= Requirement A =
In the AMR-Guard README, which models are named as powering the system?
= Requirement B =
Extend the AMR-Guard README, picking up after its final line.

AMR-Guard / README.md
ghitaben's picture
hardware: zero-gpu
6efd8e4
---
title: AMR-Guard
emoji: ⚕️
colorFrom: blue
colorTo: indigo
sdk: gradio
sdk_version: "5.25.0"
python_version: "3.12"
hardware: zero-gpu
pinned: true
license: apache-2.0
tags:
- healthcare
- medical
- antimicrobial-resistance
- clinical-decision-support
- streamlit
- llm
- medgemma
short_description: Multi-agent clinical support for antimicrobial stewardship
---
# AMR-Guard: Infection Lifecycle Orchestrator
A multi-agent clinical decision-support system for antimicrobial stewardship, submitted to the **[MedGemma Impact Challenge](https://www.kaggle.com/competitions/med-gemma-impact-challenge)**.
Powered by **MedGemma** (4B multimodal + 27B text) and **TxGemma** — HAI-DEF models from Google.
---
## What it does
AMR-Guard guides clinicians through two stages of infection management with a **dynamic, site-aware patient form** that adapts its fields based on the selected infection site.
**Stage 1 — Empirical** (no lab results yet)

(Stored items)
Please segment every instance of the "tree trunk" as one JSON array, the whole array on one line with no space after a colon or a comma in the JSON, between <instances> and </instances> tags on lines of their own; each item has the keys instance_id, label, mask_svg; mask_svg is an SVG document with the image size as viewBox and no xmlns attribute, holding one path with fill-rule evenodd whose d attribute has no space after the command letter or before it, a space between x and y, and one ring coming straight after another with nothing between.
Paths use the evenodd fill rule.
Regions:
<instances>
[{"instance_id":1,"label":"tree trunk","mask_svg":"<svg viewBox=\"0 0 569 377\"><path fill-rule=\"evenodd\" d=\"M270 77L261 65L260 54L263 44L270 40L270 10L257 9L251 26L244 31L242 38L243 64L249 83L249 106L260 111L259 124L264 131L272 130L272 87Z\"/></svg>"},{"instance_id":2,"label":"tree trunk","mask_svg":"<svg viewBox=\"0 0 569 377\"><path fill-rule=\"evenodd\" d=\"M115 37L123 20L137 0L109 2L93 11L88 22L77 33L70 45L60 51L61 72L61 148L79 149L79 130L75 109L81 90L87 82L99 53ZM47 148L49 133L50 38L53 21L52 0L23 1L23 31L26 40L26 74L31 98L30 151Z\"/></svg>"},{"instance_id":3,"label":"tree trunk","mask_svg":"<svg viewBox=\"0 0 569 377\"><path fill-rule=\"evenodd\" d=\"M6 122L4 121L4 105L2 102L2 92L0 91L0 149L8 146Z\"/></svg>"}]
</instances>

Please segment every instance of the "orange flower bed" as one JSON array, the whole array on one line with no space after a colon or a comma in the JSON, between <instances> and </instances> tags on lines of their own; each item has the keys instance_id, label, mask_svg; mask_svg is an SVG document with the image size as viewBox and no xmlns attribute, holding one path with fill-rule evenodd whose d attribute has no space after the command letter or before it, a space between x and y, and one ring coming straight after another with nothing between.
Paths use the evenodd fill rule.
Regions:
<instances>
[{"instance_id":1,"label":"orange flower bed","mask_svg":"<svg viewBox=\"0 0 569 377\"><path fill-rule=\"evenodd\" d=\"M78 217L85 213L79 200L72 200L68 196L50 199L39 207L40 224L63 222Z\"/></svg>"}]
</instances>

= Answer A =
MedGemma (4B multimodal and 27B text) and TxGemma, which are HAI-DEF models from Google.

= Answer B =
Patient history → risk factor analysis → empirical antibiotic recommendation
**Stage 2 — Targeted** (lab results available)
Lab report upload (PDF / image, any language) → pathogen & MIC extraction → resistance trend analysis → targeted prescription with drug interaction screening
A unique capability is **MIC creep detection**: the system flags when a pathogen's Minimum Inhibitory Concentration has risen ≥4-fold across admissions — even while the lab still reports "Susceptible" — giving clinicians a 6–18 month early warning before formal treatment failure.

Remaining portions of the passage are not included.